We start by dividing our responses into three groups by just considering the reactions to extreme
changes of 20%. A first group is composed of consumers who are fairly knowledgeable about
price magnitudes and respond positively to a large discount and negatively to a large increase in
price. In our case this corresponds to a [good, —, —, bad] response to a price series of [-20%, 5%, +5%, +20%], or a [bad, —, —, good] response to a price series of [+20%, +5%, -5%, 20%]. Almost 36% of the responses fall into this category.
A second group is formed by consumers who do not even have the most minimal ability of deal
spotting. It includes those who label the first presented price as good when it is actually 20%
above the current price, and those who label a price reduction of 20% as a bad deal. We find
14% of our observations in this case. The remaining responses, 50%, reflect some intermediate
form of deal spotting and constitute our third group. Figure 3 shows the breakdown on
respondents among the three groups. Overall, the really clueless segment of respondents is rather
small. Most of our sample is able to engage in deal spotting to some degree.

Exercises to complete:
**1)** In the passage on consumer deal spotting, what share of the responses falls into each of the three groups of consumers?
**2)** Carry on the passage on consumer deal spotting, starting right after its final sentence.

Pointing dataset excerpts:

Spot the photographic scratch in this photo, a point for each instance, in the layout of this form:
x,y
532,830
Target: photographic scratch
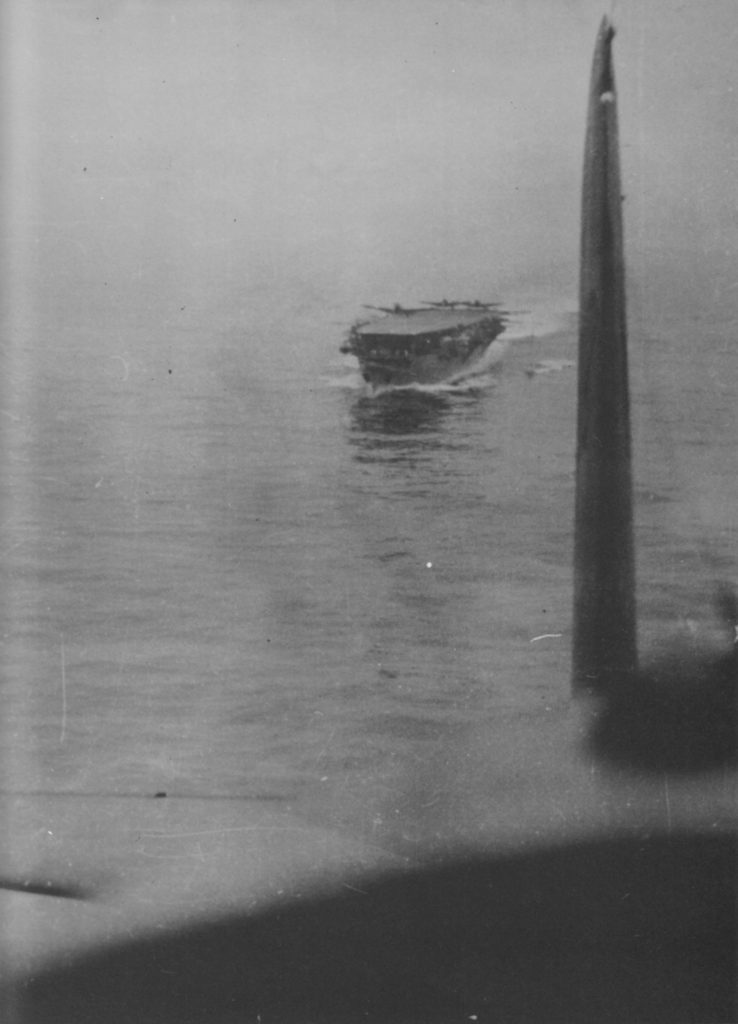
x,y
62,735
667,802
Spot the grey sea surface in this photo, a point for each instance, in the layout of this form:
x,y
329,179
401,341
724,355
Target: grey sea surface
x,y
236,576
258,624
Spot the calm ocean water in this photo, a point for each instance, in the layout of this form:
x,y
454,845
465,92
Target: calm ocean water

Task results:
**1)**
- First group (fairly knowledgeable about price magnitudes, responding positively to a large discount and negatively to a large increase): almost 36%
- Second group (without even the most minimal ability of deal spotting): 14%
- Third group (some intermediate form of deal spotting): 50%

**2)**
Insert Figure 3 About Here
The three basic groups of responses identified here can be further subdivided by considering all
four responses. A retailer should obviously focus most on the knowledgeable shopper segment,
that is, consumers with response pattern [good, —, —, bad] to an increasing price series (or the
reverse to a decreasing series). Based on price knowledge alone, a knowledgeable consumer may
have two reactions to a price that is five percent lower than normal: it can look like a good price
or like a normal price. Similarly, a five percent higher price may seem like a high or a normal
price. The answer will probably depend on the price sensitivity of the respondent. The response
pattern that signals most price sensitivity is [good, good, bad, bad], and that with the lowest price
sensitivity [good, normal, normal, bad]. Intermediate sensitivity will be revealed in the [good,
good, normal, bad] and [good, normal, bad, bad] response patterns. A reverse response pattern
should be obtained in each case to a decreasing price series. Table 5 illustrates how the
knowledgeable responses can be classified on the price sensitivity dimension.
Table 5. Classification of knowledgeable responses on the deal spotting questions.
Highest price
Intermediate price
Lowest price
Calculated on knowledgeable
Calculated on total sample
This table indicates that there are few consumers sensitive enough to price changes to react to a
5% price increase or decrease.
Comparison of Forms of Price Knowledge
In combination, our previous analyses of the three measures of price knowledge suggest the
distinction between five steps on the price knowledge ladder (see Figure 4). The most complete
form of knowledge is the basis for accurate price recall. A second form permits accurate
recognition of the actual price. A third form helps one to react correctly to prices that
significantly depart from the usual price. The fourth form permits some level of sensitivity to
large price differences but is not perfect. Finally, the fifth form indicates that even this level of
sensitivity is not present.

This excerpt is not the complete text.